#### WHAT TO DO
a) Copy the part of the Emporia State enrollment article that opens with the words containing "Figures released Wednesday" and closes with "2020 and 2021.".
b) List every percentage and every number of students given in the Emporia State enrollment article.
c) Go on with the Emporia State enrollment article from where it stops.

#### EXCERPTED PASSAGE
┌──

A year after new president Ken Hush took a scythe to the faculty of Emporia State University, fall enrollment figures paint a bleak picture of what his “realignment” has done to what once was the little college that could.
Figures released Wednesday show a year-to-year drop of 512 full-time equivalent students, a whopping 13% enrollment decline from last year.
Current FTE enrollment at ESU, 3,431, is the lowest in the past 20 years, which is as far back as statistics are available from the Kansas Board of Regents.
It’s also the largest year-to-year percentage drop on record for any state university. It nearly doubled the worst decline at the height of the COVID-19 pandemic, when the small K-State veterinary school, which is counted separately from the larger university, posted a 6.6% enrollment loss between 2020 and 2021.

└──

#### DATASET CONTENT
┌──

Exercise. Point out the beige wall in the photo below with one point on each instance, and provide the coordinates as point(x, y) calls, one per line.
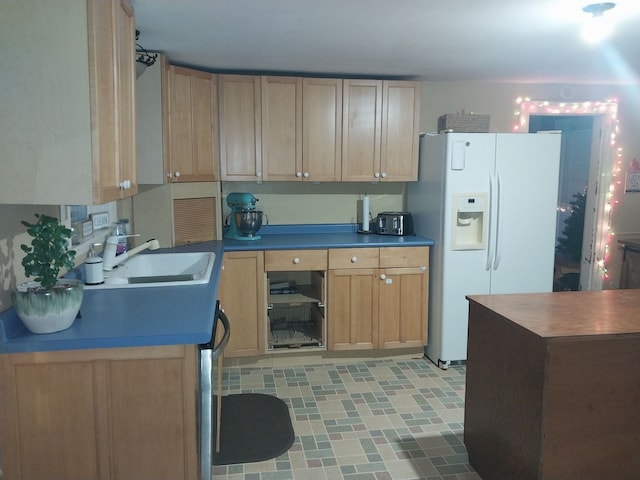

└──

#### ANSWERS TO THE PROBLEMS
a)
Figures released Wednesday show a year-to-year drop of 512 full-time equivalent students, a whopping 13% enrollment decline from last year.
Current FTE enrollment at ESU, 3,431, is the lowest in the past 20 years, which is as far back as statistics are available from the Kansas Board of Regents.
It’s also the largest year-to-year percentage drop on record for any state university. It nearly doubled the worst decline at the height of the COVID-19 pandemic, when the small K-State veterinary school, which is counted separately from the larger university, posted a 6.6% enrollment loss between 2020 and 2021.

b)
- 512 full-time equivalent students
- 13%
- 3,431
- 6.6%

c)
Lest you may think this is just symptomatic of a general decline in four-year college education, the next largest decline this year was at Fort Hays State, a more-or-less status-quo drop of only 1.1%. The only other enrollment loser in the state system was Wichita State, which dropped a minuscule 0.5%.
KU led enrollment gains with a hefty 7.5% increase and the rest of the universities were basically stable, with increases less than 1%. K-State was up a bit, its first increase in nine years.
So we can safely conclude the massive enrollment decline at Emporia falls squarely on the shoulders of Hush and the Kansas Board of Regents, which appointed him to his position and unanimously approved his chainsaw approach to university (mis)management last year.
Hush, a tennis standout at ESU in the early 1980s, had no experience in higher education management or teaching when he was hired as the interim president of the university in 2021.
At the time, he was running a company called BLI Rentals, an Emporia-based company that specializes in rent-to-own backyard storage sheds.
But it seems Hush’s primary qualification was that he’d held a variety of executive positions with Koch Industries, including president of its minerals and carbon division.
Koch has donated millions to ESU and other Kansas universities to promote the economic and public-policy goals of the company’s billionaire owner, Charles Koch, and it wields outsize influence throughout the system.
Hush’s tenure has been roiled with controversy.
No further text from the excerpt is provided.